▶ [Texto de origem]
========================

Em segundo lugar, porque a interação com o vírus prejudica a função adequada das células em estágios posteriores da doença, inibindo a depuração de muco que poderia prevenir futuras infecções virais, sublinham os pesquisadores.
“A chave que desencadeia a COVID-19 é uma interação guiada entre o SARS-CoV-2 com o receptor ACE2 nas células nasais, com o qual apresenta uma afinidade de ligação dez vezes mais forte do que o SARS-CoV, embora ambos compartilhem 76% da sequência genética da proteína spike [com a qual o vírus se liga ao receptor ACE2 das células humanas]”, afirma Cardoso.
No SARS-CoV-2 as proteínas spikes estão distribuídas homogeneamente na superfície do vírus, de acordo com padrões de geometria e simetria bem definidos. Esse arranjo meticuloso, com espaços ordenados de 15 nm entre as proteínas spikes, otimiza a replicação e transforma uma série de interações fracas em fortes, aumentando as chances de entrada e replicação do vírus nas células.
A organização espacial meticulosa entre as proteínas também aumenta a probabilidade de interação uma vez que permite que estruturas flexíveis da spike e da ACE2 assumam diferentes orientações espaciais, favorecendo os pontos de contato ativo entre essas proteínas. Essa flexibilidade tão depurada do maquinário viral não é comumente encontrada em outros coronavírus.

========================

▶ [Material de estudo]
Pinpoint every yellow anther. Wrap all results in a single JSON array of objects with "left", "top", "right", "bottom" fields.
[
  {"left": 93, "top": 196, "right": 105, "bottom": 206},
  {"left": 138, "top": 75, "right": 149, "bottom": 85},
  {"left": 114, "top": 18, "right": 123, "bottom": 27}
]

========================

▶ [Instruções da tarefa] Copie do trecho sobre o SARS-CoV-2 tudo desde "A organização espacial" até "em outros coronavírus.", trocando "meticulosa" por "cuidadosa". Não é preciso usar as linhas.

▶ [Resultado da tarefa]
A organização espacial cuidadosa entre as proteínas também aumenta a probabilidade de interação uma vez que permite que estruturas flexíveis da spike e da ACE2 assumam diferentes orientações espaciais, favorecendo os pontos de contato ativo entre essas proteínas. Essa flexibilidade tão depurada do maquinário viral não é comumente encontrada em outros coronavírus.